Interrupt descriptor table contains addresses of the interrupt handlers which are will be called when an interrupt occurs. After all of this manipulations we are in protected mode and may return to the grub-core/boot/i386/pc/startup_raw.S assembly file. In the end, we fill %edx, %edi, %ecx and %eax registers with the number of boot device, addresses of the prot_to_real and real_to_prot function which are helpers for transition between real/protected modes and address of the interrupt descriptor table. Now we can jump to the GNU GRUB kernel:

movl	LOCAL(boot_dev), %edx
movl	$prot_to_real, %edi
movl	$real_to_prot, %ecx
movl	$LOCAL(realidt), %eax
jmp	*%esi

The GNU GRUB kernel for x86 entry is in the grub-core/kern/i386/pc/startup.S assembly file. We are clearing space for the BSS section and call the first function which is written in C programming language:

call EXT_C(grub_main)

For this moment, we’ve been through the low-level part of the GNU GRUB. Of course, it is not the end of the assembly. But for now we have loaded kernel of the GNU GRUB into memory and transfered control to it which is writen mostly in C programming language. Well, let’s continue.

▶ **Task 1**:
Decide whether each statement below agrees with the passage on GRUB booting. Answer yes or no for each, and quote the words of the passage that decide it.
(a) The entry of the GNU GRUB kernel for x86 is in the grub-core/kern/i386/pc/startup.S assembly file.
(b) At this point the assembly part of GNU GRUB is over.
(c) The interrupt descriptor table holds the addresses of the interrupt handlers.
▶ **Task 2**: Write the next part of the passage on GRUB booting, picking up after its final sentence.

▶ **Material provided**:
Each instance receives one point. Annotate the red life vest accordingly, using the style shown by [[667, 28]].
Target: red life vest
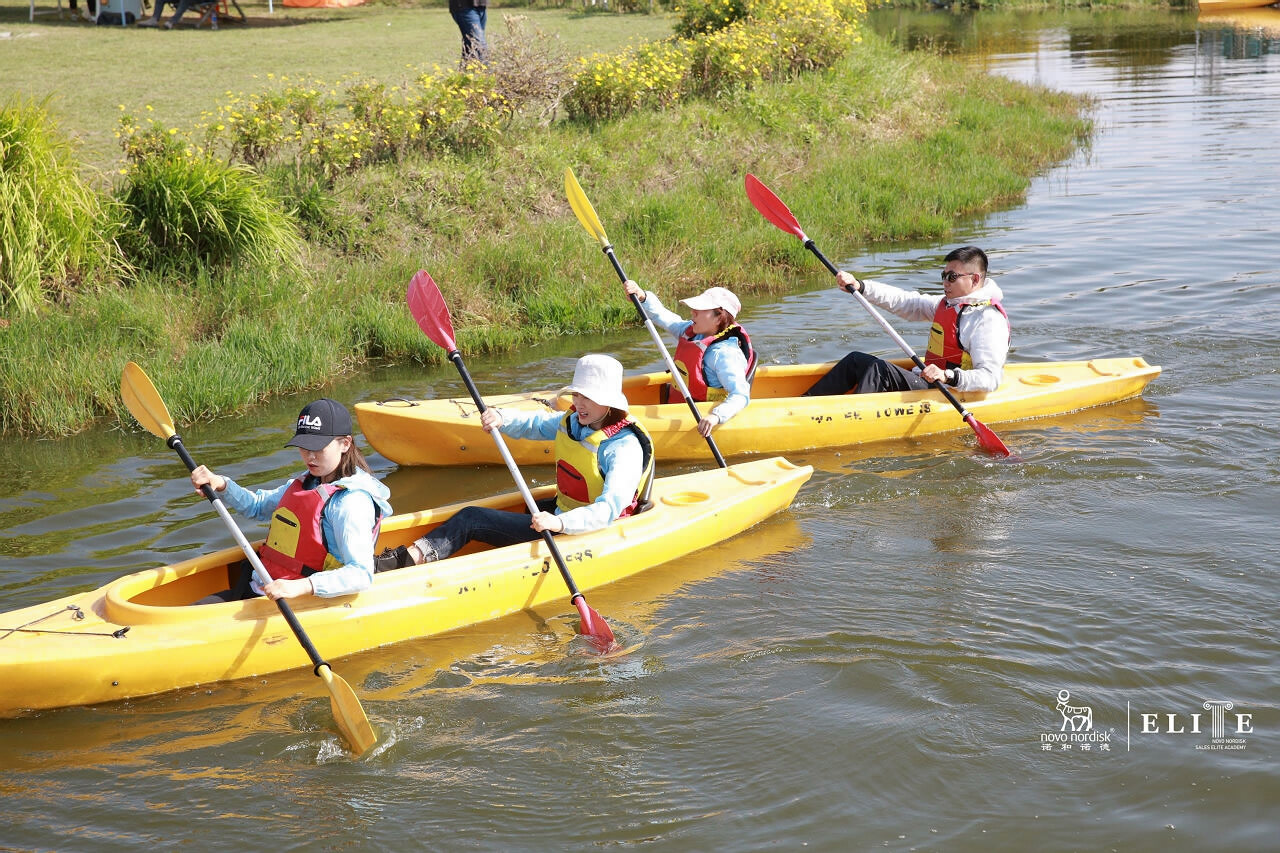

▶ **Written answer 1**:
(a) Yes: "The GNU GRUB kernel for x86 entry is in the grub-core/kern/i386/pc/startup.S assembly file."
(b) No: "Of course, it is not the end of the assembly."
(c) Yes: "Interrupt descriptor table contains addresses of the interrupt handlers"

▶ **Written answer 2**:
GNU GRUB kernel

The grub_main function defined in the grub-core/kern/main.c source code file and its main purpose is to initialize architecture-specific stuff, to load/parse configuration file and modules, to set some environment variables and to load normal mode. It starts from the call of the grub_machine_init() function which is defined in the grub-core/kern/i386/pc/init.c source code file. The grub_machine_init function initializes console by the call of the:

grub_console_init ();

which just call of:

grub_term_register_output ("console", &grub_console_term_output);
grub_term_register_input ("console", &grub_console_term_input);

functions. These functions takes two parameters: the first is name of a console and the second is pointer to a structure which contains pointer to the actions on a given console, like putchar, cls and etc. In the next time, when print-like function will be called, the GNU GRUB will go through a list of registered consoles and will call their print API. After this the grub_machine_init() function initializes memory regions and intializes Time stamp counter.

After this we return to the grub_main () function which calls the grub_load_config() function. As you can understand from the function’s name, it loads configuration file. The next step is loading of GNU GRUB modules which are represented by the ELF files in the /boot/grub/arch. For example:

grub-mod

After the GNU GRUB kernel will load modules, it sets root and prefix environment variables which are represent root device and prefix of GNU GRUB directory (by default it is /boot/grub), parses configuration file, registers four core command: ls, set, unset and insmod. The last step of execution of the grub_main () function is the grub_load_normal_mode () function. This function defined in the same source code file as the grub_main() function and it tries to load and execute the normal module.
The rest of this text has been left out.